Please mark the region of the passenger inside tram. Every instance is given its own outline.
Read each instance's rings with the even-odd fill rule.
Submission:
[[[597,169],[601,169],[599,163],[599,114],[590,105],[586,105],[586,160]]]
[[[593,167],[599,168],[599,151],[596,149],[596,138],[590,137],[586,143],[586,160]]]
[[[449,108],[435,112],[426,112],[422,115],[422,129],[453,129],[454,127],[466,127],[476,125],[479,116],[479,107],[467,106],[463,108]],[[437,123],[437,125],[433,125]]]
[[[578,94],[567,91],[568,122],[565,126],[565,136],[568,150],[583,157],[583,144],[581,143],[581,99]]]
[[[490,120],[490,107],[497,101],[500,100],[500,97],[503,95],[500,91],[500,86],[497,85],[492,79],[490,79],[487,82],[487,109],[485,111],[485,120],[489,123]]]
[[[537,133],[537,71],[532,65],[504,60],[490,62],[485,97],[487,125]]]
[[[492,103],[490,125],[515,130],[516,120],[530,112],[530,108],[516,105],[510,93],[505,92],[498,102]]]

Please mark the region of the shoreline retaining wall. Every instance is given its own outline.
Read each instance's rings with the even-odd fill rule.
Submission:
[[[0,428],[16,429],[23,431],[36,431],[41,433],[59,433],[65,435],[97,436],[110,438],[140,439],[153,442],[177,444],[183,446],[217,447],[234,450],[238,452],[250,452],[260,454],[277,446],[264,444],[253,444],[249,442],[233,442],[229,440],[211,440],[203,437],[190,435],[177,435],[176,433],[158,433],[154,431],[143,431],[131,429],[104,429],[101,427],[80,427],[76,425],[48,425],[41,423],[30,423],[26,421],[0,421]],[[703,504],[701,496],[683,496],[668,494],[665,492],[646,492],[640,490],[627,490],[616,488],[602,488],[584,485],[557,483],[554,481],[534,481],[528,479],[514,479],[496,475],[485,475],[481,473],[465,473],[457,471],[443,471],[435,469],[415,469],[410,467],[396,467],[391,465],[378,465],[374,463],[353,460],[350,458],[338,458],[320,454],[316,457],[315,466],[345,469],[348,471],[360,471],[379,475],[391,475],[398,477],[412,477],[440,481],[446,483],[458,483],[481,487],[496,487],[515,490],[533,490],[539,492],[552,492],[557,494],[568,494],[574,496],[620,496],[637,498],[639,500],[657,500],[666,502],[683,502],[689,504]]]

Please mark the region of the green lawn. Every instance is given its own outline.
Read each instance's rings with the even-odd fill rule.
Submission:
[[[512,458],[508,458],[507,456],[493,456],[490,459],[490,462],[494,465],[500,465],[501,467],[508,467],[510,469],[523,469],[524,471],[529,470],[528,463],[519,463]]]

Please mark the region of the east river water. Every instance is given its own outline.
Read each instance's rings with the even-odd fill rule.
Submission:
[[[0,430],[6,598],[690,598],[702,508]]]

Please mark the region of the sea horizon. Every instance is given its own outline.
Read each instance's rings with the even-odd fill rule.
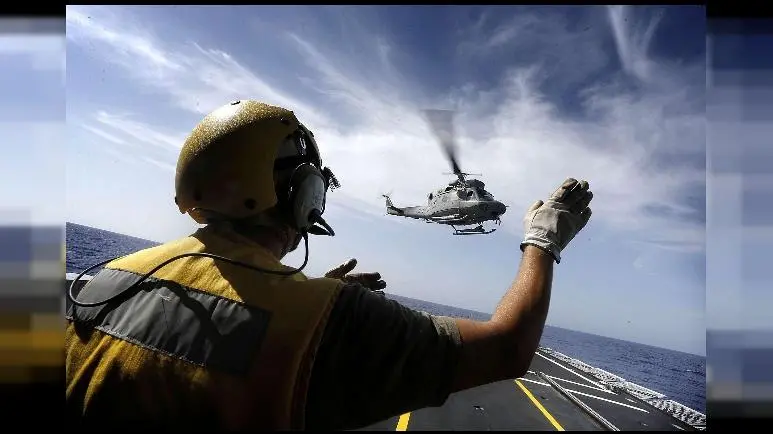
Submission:
[[[81,223],[70,222],[70,221],[66,222],[65,224],[66,224],[66,226],[67,225],[75,225],[75,226],[80,226],[80,227],[83,227],[83,228],[97,229],[97,230],[100,230],[100,231],[103,231],[103,232],[108,232],[108,233],[111,233],[111,234],[119,235],[121,237],[127,237],[127,238],[130,238],[130,239],[134,239],[138,243],[152,243],[152,244],[158,245],[158,244],[163,244],[164,242],[170,241],[170,240],[167,240],[167,241],[150,240],[150,239],[147,239],[147,238],[136,237],[136,236],[133,236],[133,235],[127,235],[127,234],[123,234],[123,233],[120,233],[120,232],[111,231],[111,230],[108,230],[108,229],[102,229],[102,228],[98,228],[98,227],[94,227],[94,226],[88,226],[88,225],[84,225],[84,224],[81,224]],[[65,231],[66,231],[66,227],[65,227]],[[150,245],[148,245],[148,247],[150,247]],[[80,272],[80,271],[82,271],[82,270],[79,270],[78,272]],[[68,262],[68,272],[70,272],[69,262]],[[429,304],[432,304],[432,305],[434,305],[436,307],[440,307],[440,308],[451,308],[451,309],[455,309],[455,310],[459,310],[459,311],[463,311],[463,312],[468,312],[468,313],[474,315],[474,316],[470,316],[470,318],[473,318],[473,319],[479,319],[479,320],[482,320],[484,318],[488,319],[488,317],[490,317],[493,314],[493,312],[480,312],[480,311],[476,311],[476,310],[472,310],[472,309],[467,309],[467,308],[464,308],[464,307],[461,307],[461,306],[454,306],[454,305],[450,305],[450,304],[437,303],[437,302],[434,302],[434,301],[422,300],[422,299],[419,299],[419,298],[413,298],[413,297],[409,297],[409,296],[406,296],[406,295],[394,294],[394,293],[391,293],[389,291],[384,291],[384,293],[385,293],[385,295],[389,296],[389,298],[395,299],[397,301],[401,301],[401,300],[408,301],[408,300],[410,300],[410,301],[419,302],[419,303],[429,303]],[[405,304],[405,303],[403,303],[403,304]],[[411,303],[411,304],[413,304],[413,303]],[[409,306],[409,307],[412,307],[412,306]],[[430,313],[432,313],[432,312],[430,312]],[[675,349],[675,348],[662,347],[662,346],[653,345],[653,344],[644,343],[644,342],[630,341],[630,340],[620,339],[620,338],[616,338],[616,337],[612,337],[612,336],[600,335],[598,333],[592,333],[592,332],[588,332],[588,331],[584,331],[584,330],[577,330],[577,329],[557,326],[557,325],[553,325],[553,324],[549,324],[549,323],[546,323],[545,325],[549,326],[551,328],[554,328],[554,329],[566,330],[566,331],[575,332],[575,333],[582,333],[582,334],[586,334],[586,335],[589,335],[589,336],[598,336],[598,337],[602,337],[602,338],[605,338],[605,339],[612,339],[612,340],[620,341],[620,342],[627,342],[627,343],[633,343],[633,344],[636,344],[636,345],[643,345],[643,346],[646,346],[646,347],[656,348],[656,349],[659,349],[659,350],[673,351],[673,352],[676,352],[676,353],[683,353],[683,354],[687,354],[687,355],[690,355],[690,356],[696,356],[696,357],[703,357],[703,358],[706,357],[705,354],[692,353],[692,352],[689,352],[689,351],[678,350],[678,349]]]

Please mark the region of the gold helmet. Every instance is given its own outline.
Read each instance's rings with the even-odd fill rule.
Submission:
[[[276,179],[275,171],[290,175]],[[185,140],[175,203],[201,224],[253,217],[277,206],[290,214],[289,223],[307,229],[314,223],[309,212],[324,212],[331,183],[339,186],[330,169],[322,168],[313,133],[292,111],[234,101],[204,117]]]

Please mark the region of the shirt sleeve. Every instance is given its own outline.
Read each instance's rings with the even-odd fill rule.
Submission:
[[[362,428],[442,405],[460,348],[454,319],[345,285],[315,358],[306,428]]]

- Your instructions -
The required answer is each line of the data in which the word "region" appears.

- Response box -
Please mark the region of the passenger inside tram. Every instance is given its own outline.
Please mark the region of the shoreline retaining wall. Every instance is given its own outline.
Please mark the region of the green lawn. Every instance is given its own outline.
Please mark the region of the east river water. Every instance is given its own outline.
Please mark the region of the sea horizon. Every instance is given its own outline.
Please mark the region of the gold helmet. Every instance is given its own outline.
Please mark the region of the shirt sleeve. Every instance is given its own outline.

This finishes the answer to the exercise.